TASK SET |
• a. Decide whether each statement agrees with the text on FPGA filter banks below: (i) most of the new designs in the thesis use Xilinx IP cores; (ii) the further developments based on DFT-FB have already been implemented on FPGA in the literature; (iii) every type of filter uses only odd stacked channel allocation. For each, answer yes or no and quote the deciding words of the text.
• b. In the text on FPGA filter banks below, which two parts of a basic DFT-FB do the works in the thesis replace with IP cores?
• c. Write out, word for word, the passage of the text on FPGA filter banks below, starting at "### **1.2** Thesis" and ending at "for industrial scenarios.".

TEXT EXTRACT |
# # # # # # #

Several polyphase DFT-FB (Discrete Fourier Transform-FilterBank) FPGA implementations have already been realized [14-17]. However these FPGA DFT-FBs design the architectures from a very basic level. The designs may lack flexibility due to limited number of channels and the amount of resources that can be exchanged for speed in different computational complexity scenarios. In the case of a change in the design requirements, considerable more work could be needed to adjust the design. This could potentially hinder further complicated development based on the implementation of a DFT-FB FPGA architecture. Thus some of the complex and resource demanding algorithm components are replaced by IP cores among the designs in this thesis.

Most of the FPGA implementations are focused on the basic Discrete Fourier Transform-FilterBank (DFT-FB). There are also some further developments based on DFT-FB, which are proved to have a better DSP performance or a better hardware efficiency. However they haven't been implemented on the FPGA platform in literature. Therefore in this thesis, these DFT-FB based designs are going to be built on FPGA, then a thorough evaluation will be evaluated to see if they are practical in terms of being useful for industry applications.

### **1.1** Thesis objective

The objective in this thesis is to design and implement a new set of polyphase filter-bankbased uniform channelizers on an FPGA platform. The designs will cover critically sampled GDFT-FBs (Generalized DFT modulated Filter Bank), oversampled GDFT-FBs, GDFT-FBs with full FRM technology and GDFT-FBs with narrow-band GDFT-FBs. Every type of filter contains both odd and even stacked channel allocation configurations. Most of the new designs in this thesis take advantage of Xilinx IP cores to simplify and boost the development, and ensure that other larger DSP FPGA designs based on these uniform channelizers are more convenient. We will also discuss the implementation of the theory that has been proposed already, along with the problems that developers face when realizing the FPGA channelizers and possible solutions to these. Later sections in this thesis will cover the possibility for optimizations in the architecture for better efficiency, along with a performance and results' analysis, an assessment of the hardware resource usage, and an evaluation of whether the design is or is not feasible with current communication standards.

### **1.2** Thesis contributions

In this thesis, several kinds of polyphase filters and new filter-bank designs based on the polyphase filter-bank will be implemented on an FPGA to evaluate their performance, system complexity, resource usage and their feasibility for industrial scenarios.

Developers are now willing to take advantage of pre-built blocks e.g. IP cores, as the complexity of modern digital systems increases at a remarkable speed that is driven nowadays by the challenging pressures of time-to-market. This is one of the design reuse methodologies [18]. These IP cores give a great convenience when designing or tuning a new FPGA architecture. Complicated processing elements can be designed to either process samples in parallel in order to have an improved processing speed, or process then serially for an efficient resource usage. The works presented in this thesis replace the FIR filters and FFT elements with IP cores of a basic DFT-FB, and introduce further developed polyphase filter-banks (GDFT-FB, oversampled GDFT-FB, full FRM GDFT-FB and alternative narrowband FRM GDFT-FB) implementation by using IP cores, in order to have a significant reduction in the cost of design.

# # # # # # #

COLLECTED MATERIAL |

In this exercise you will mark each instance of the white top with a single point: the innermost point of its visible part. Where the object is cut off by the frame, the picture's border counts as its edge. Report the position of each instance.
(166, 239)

# # # # # # #

ANSWERS BY TASK |
• a.
(i) Yes: "Most of the new designs in this thesis take advantage of Xilinx IP cores"
(ii) No: "However they haven't been implemented on the FPGA platform in literature."
(iii) No: "Every type of filter contains both odd and even stacked channel allocation configurations."

• b. The FIR filters and the FFT elements.

• c.
### **1.2** Thesis contributions

In this thesis, several kinds of polyphase filters and new filter-bank designs based on the polyphase filter-bank will be implemented on an FPGA to evaluate their performance, system complexity, resource usage and their feasibility for industrial scenarios.